課題の要件: 下の行のうち、「[mark] the street lamp arm」を含む行から「(1053, 225)」を含む行までをすべて、「番号」列と「行」列からなるMarkdownの表に入れてください。番号列には通し番号を振り、空行と画像は表から外してください。

処理対象の記録:
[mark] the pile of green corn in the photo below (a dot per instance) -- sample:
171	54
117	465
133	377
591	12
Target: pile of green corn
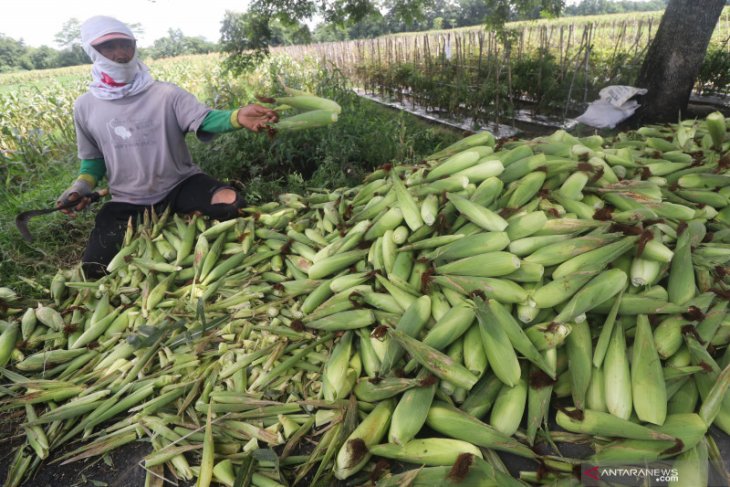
404	331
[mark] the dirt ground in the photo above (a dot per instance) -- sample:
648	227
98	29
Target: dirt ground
122	466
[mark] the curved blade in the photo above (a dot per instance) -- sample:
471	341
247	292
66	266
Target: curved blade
21	220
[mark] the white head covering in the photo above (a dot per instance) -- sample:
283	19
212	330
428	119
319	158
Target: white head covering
112	80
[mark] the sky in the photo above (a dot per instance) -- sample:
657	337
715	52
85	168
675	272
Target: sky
37	22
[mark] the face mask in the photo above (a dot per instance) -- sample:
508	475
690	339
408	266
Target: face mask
112	73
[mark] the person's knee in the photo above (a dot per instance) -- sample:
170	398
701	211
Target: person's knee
225	204
226	196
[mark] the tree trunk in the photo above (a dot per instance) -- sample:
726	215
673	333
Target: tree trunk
674	59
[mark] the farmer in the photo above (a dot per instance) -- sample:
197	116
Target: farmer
131	129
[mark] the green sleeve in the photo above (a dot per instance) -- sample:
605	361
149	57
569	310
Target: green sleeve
96	168
218	122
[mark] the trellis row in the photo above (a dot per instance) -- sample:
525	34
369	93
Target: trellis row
470	57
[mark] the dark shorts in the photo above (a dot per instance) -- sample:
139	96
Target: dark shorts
193	194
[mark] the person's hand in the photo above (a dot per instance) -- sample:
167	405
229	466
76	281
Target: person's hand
79	190
256	117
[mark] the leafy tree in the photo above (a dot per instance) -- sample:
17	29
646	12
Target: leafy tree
43	57
10	53
177	44
669	69
70	33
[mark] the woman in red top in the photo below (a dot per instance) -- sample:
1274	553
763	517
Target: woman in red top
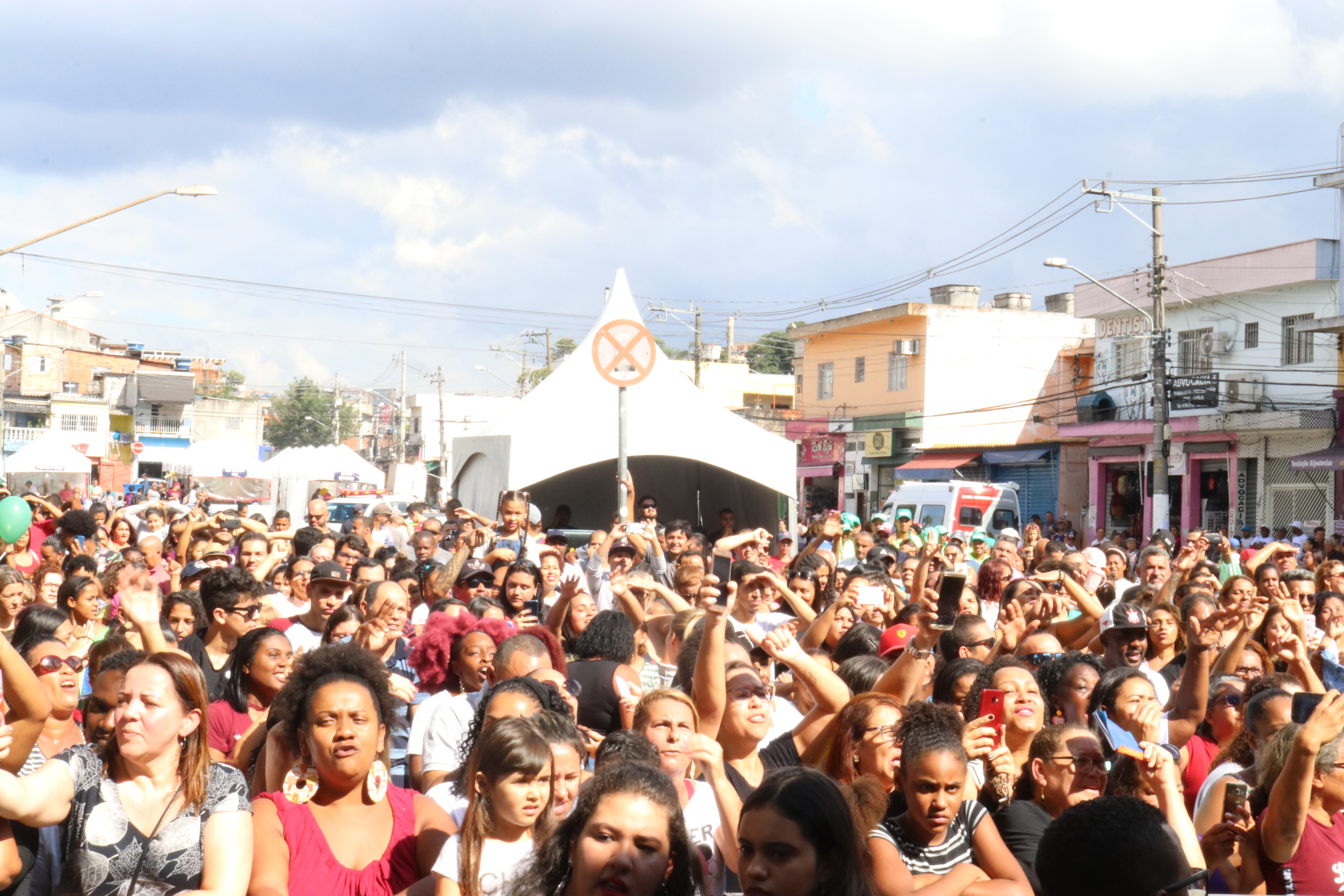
338	828
1222	723
1303	829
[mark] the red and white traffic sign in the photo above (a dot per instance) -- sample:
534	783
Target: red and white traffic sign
624	352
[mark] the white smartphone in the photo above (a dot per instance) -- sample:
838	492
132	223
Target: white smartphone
870	594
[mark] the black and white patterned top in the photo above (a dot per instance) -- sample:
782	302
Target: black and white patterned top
103	847
955	849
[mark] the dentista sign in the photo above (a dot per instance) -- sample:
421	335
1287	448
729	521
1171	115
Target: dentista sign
1121	327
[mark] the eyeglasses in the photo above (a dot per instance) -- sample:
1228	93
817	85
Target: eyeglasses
886	734
50	664
1085	765
1183	886
764	694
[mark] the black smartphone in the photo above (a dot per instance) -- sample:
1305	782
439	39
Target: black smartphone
723	573
1304	705
949	600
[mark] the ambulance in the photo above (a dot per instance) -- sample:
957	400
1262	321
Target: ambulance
960	505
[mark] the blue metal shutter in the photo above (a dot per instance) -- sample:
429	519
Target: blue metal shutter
1038	485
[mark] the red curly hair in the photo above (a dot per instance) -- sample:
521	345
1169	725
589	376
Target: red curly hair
432	653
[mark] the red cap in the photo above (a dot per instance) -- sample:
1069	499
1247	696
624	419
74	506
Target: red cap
896	639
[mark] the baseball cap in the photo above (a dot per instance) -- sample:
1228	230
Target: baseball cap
1124	616
896	639
328	571
475	567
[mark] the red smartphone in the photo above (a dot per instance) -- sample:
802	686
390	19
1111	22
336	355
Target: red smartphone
992	705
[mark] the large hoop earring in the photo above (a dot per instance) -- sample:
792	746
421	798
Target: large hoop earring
375	784
300	784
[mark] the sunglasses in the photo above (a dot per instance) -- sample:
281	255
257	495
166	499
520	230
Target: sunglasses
50	664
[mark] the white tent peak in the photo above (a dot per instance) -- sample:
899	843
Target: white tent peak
570	421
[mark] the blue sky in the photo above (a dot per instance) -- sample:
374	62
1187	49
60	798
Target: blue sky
496	163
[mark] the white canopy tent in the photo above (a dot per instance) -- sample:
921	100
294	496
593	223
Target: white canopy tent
299	472
50	462
561	444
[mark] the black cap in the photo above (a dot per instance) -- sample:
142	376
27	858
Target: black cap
330	571
475	567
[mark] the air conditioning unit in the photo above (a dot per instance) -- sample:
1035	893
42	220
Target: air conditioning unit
1242	389
1215	343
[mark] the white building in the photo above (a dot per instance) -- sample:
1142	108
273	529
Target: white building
1242	327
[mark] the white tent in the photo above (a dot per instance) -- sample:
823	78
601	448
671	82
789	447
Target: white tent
561	444
299	472
50	462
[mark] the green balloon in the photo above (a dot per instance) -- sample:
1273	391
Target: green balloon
15	518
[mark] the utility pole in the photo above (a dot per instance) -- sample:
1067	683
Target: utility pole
401	417
1162	415
443	445
664	312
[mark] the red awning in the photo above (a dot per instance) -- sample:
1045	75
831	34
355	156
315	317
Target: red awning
940	461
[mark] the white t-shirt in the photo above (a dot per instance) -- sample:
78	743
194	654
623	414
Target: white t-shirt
303	639
447	730
702	821
500	863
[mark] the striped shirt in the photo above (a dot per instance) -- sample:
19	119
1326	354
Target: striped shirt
925	859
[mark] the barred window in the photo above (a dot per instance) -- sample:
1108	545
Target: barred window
897	370
1299	347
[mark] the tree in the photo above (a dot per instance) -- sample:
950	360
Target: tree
288	425
674	354
772	354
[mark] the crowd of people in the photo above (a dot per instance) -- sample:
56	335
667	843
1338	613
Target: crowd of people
470	705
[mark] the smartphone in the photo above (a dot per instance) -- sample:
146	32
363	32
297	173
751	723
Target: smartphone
1117	738
1304	705
992	705
870	594
1236	797
723	573
949	600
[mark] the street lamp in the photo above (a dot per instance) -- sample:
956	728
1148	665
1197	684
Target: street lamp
198	190
1162	413
499	378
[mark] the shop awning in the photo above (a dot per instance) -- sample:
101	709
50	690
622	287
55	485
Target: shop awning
1022	456
948	461
1331	458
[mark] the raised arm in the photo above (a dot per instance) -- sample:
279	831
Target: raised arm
1281	831
28	707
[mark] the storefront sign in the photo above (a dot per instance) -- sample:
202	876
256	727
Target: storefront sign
1123	327
821	449
878	444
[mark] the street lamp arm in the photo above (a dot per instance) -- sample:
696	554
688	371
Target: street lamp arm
1149	317
181	191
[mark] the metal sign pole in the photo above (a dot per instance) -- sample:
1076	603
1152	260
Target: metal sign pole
623	504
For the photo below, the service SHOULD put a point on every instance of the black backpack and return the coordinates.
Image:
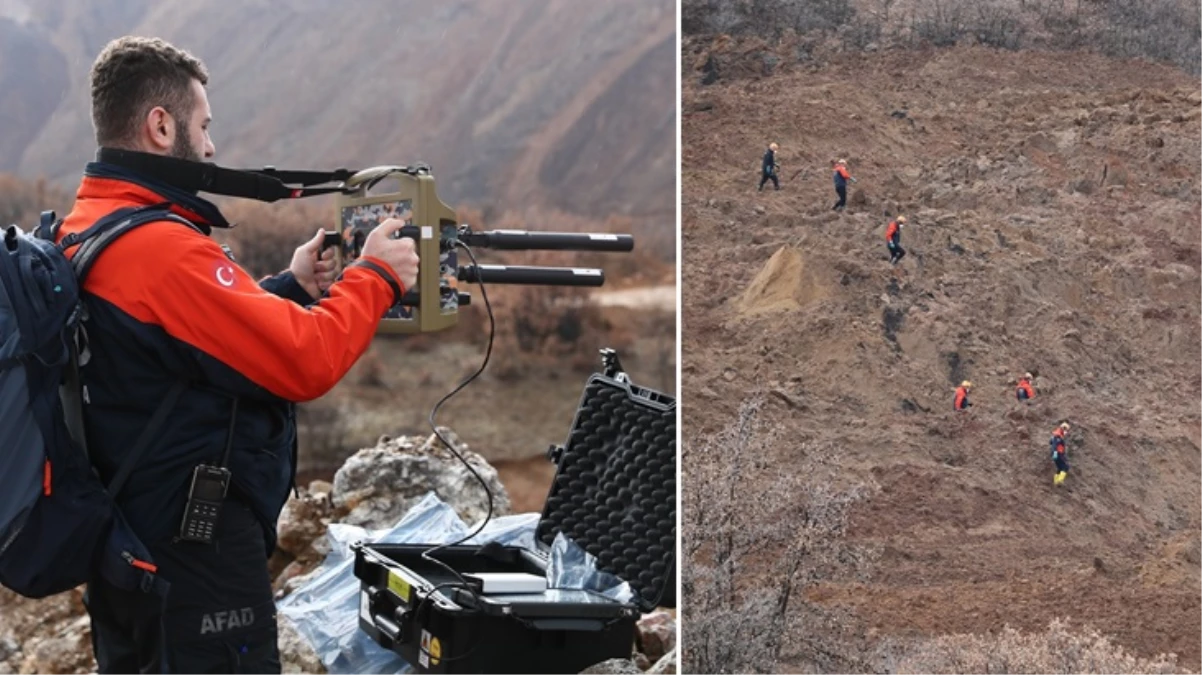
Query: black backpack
(59, 524)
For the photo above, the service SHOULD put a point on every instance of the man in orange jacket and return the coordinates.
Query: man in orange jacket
(1024, 392)
(1060, 453)
(840, 184)
(167, 305)
(893, 239)
(962, 395)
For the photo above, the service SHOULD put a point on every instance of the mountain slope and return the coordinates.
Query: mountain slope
(545, 102)
(1053, 225)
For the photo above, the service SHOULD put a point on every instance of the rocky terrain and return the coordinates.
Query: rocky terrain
(1053, 213)
(374, 489)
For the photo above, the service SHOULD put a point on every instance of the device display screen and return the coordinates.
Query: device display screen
(358, 221)
(208, 489)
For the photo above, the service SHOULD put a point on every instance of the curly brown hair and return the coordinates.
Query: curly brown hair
(131, 76)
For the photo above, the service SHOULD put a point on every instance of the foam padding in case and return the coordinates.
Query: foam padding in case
(614, 489)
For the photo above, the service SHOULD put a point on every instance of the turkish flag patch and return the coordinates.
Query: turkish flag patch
(225, 274)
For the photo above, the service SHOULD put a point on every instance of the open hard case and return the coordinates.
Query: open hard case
(614, 495)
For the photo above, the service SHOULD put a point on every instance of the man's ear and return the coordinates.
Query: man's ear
(160, 129)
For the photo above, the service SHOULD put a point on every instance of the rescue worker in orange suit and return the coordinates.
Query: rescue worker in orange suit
(167, 305)
(1060, 453)
(840, 184)
(893, 239)
(962, 395)
(1024, 392)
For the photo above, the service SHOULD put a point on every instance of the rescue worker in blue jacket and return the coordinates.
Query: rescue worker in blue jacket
(842, 177)
(1059, 453)
(166, 304)
(768, 169)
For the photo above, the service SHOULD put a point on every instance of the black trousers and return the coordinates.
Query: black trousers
(842, 191)
(219, 616)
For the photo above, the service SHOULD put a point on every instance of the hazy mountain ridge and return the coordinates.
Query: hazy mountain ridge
(545, 102)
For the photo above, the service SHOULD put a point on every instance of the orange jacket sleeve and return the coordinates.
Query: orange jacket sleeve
(201, 298)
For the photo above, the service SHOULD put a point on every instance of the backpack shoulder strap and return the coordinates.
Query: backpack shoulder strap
(97, 237)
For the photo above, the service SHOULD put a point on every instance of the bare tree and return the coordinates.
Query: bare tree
(756, 535)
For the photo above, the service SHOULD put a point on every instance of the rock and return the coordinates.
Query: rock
(378, 485)
(666, 665)
(613, 667)
(296, 655)
(303, 520)
(656, 634)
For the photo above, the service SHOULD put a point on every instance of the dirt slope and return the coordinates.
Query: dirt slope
(1053, 228)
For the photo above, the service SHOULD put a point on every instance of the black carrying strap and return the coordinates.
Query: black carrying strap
(106, 231)
(265, 185)
(148, 435)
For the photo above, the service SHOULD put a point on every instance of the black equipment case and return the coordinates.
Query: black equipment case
(613, 495)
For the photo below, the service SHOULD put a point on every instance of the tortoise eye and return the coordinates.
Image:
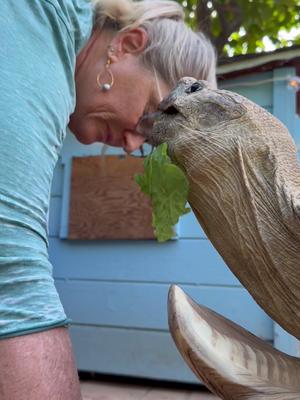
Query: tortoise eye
(195, 87)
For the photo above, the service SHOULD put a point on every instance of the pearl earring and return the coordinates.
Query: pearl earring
(105, 87)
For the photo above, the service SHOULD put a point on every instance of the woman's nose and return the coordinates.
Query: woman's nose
(132, 141)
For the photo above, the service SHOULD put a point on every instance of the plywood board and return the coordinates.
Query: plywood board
(105, 201)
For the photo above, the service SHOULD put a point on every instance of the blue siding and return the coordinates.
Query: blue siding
(116, 292)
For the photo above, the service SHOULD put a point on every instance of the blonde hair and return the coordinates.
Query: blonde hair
(173, 49)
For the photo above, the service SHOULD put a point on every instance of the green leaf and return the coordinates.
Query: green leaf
(167, 187)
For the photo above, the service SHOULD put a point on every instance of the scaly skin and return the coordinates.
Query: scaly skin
(244, 177)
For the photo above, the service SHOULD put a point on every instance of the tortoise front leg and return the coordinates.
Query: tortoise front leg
(230, 361)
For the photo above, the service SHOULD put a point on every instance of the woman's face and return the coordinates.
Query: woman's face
(111, 116)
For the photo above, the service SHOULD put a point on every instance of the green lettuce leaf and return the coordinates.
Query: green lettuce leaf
(167, 187)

完成した作業:
| 番号 | 行 |
|---|---|
| 1 | [mark] the street lamp arm in the photo above (a dot per instance) -- sample: |
| 2 | 696	554 |
| 3 | 688	371 |
| 4 | Target: street lamp arm |
| 5 | 1149	317 |
| 6 | 181	191 |
| 7 | [mark] the metal sign pole in the photo above (a dot per instance) -- sample: |
| 8 | 1076	603 |
| 9 | 1152	260 |
| 10 | Target: metal sign pole |
| 11 | 623	504 |
| 12 | For the photo below, the service SHOULD put a point on every instance of the black backpack and return the coordinates. |
| 13 | Image: |
| 14 | Query: black backpack |
| 15 | (59, 524) |
| 16 | For the photo above, the service SHOULD put a point on every instance of the man in orange jacket and return the coordinates. |
| 17 | Query: man in orange jacket |
| 18 | (1024, 392) |
| 19 | (1060, 453) |
| 20 | (840, 184) |
| 21 | (167, 305) |
| 22 | (893, 239) |
| 23 | (962, 395) |
| 24 | For the photo above, the service SHOULD put a point on every instance of the mountain slope and return the coordinates. |
| 25 | Query: mountain slope |
| 26 | (545, 102) |
| 27 | (1053, 225) |